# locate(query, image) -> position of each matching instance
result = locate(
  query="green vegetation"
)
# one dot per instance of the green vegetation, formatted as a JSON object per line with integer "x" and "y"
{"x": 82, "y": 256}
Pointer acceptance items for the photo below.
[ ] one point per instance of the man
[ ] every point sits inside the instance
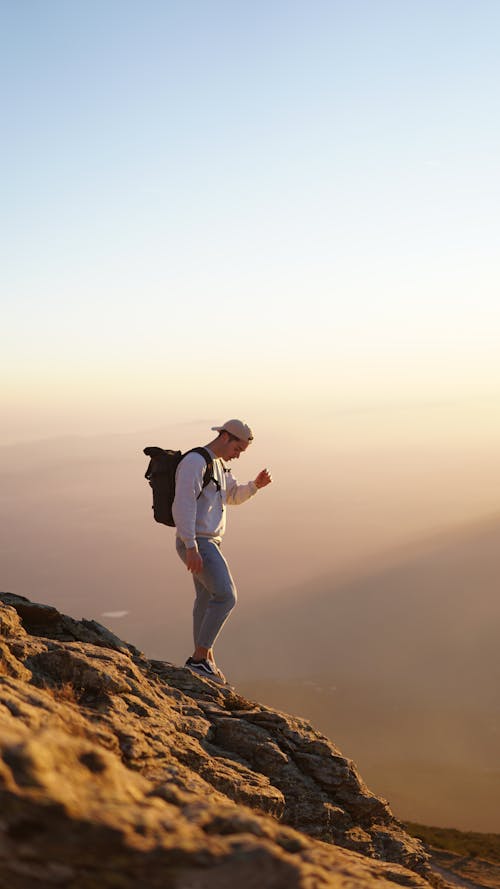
※ ※ ※
Omit every picture while transcribing the records above exactly.

# locate(query, image) -> position of each matching instance
result = locate(
  query="green vegetation"
)
# one dot per instance of the green vegetation, formatted as a JSON object per line with integer "x" and "y"
{"x": 82, "y": 256}
Pointer acceptance items for the photo below.
[ ] one point per instance of the man
[ ] every point sits inside the instance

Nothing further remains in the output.